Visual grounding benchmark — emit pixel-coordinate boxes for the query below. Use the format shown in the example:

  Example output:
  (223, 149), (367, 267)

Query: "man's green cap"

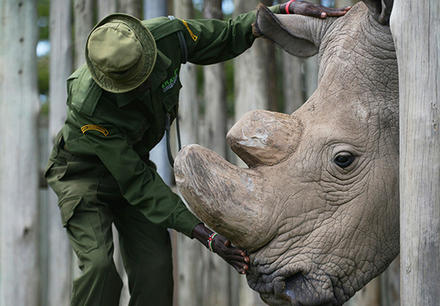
(85, 14), (157, 93)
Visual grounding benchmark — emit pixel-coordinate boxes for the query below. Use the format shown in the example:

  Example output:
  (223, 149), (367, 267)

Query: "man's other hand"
(211, 234), (250, 274)
(280, 0), (351, 18)
(192, 223), (250, 274)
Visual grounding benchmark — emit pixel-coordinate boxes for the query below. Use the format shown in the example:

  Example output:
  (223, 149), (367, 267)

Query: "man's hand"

· · · · ·

- INSTRUCTIONS FOR THE TASK
All of the data above needs to be retyped exactly, with the pictures removed.

- TASK SOLUTION
Visual grounding benchmark — emit pixel-coordinate boxes for the query below. Use the format shown in the example:

  Example output:
  (223, 149), (367, 267)

Query: "man's green cap"

(85, 14), (157, 93)
Visual grounding benchmark — emit pixel-coordinate boxes for the query below. Use the format shown in the example:

  Example output:
  (223, 149), (367, 267)

Query: "man's other hand"
(211, 234), (250, 274)
(280, 0), (351, 18)
(192, 223), (250, 274)
Visual grounding benchmark — emit pixel-coordinate boxes for the query below. Use the format shown in the example:

  Example output:
  (223, 149), (367, 267)

Query: "man's hand"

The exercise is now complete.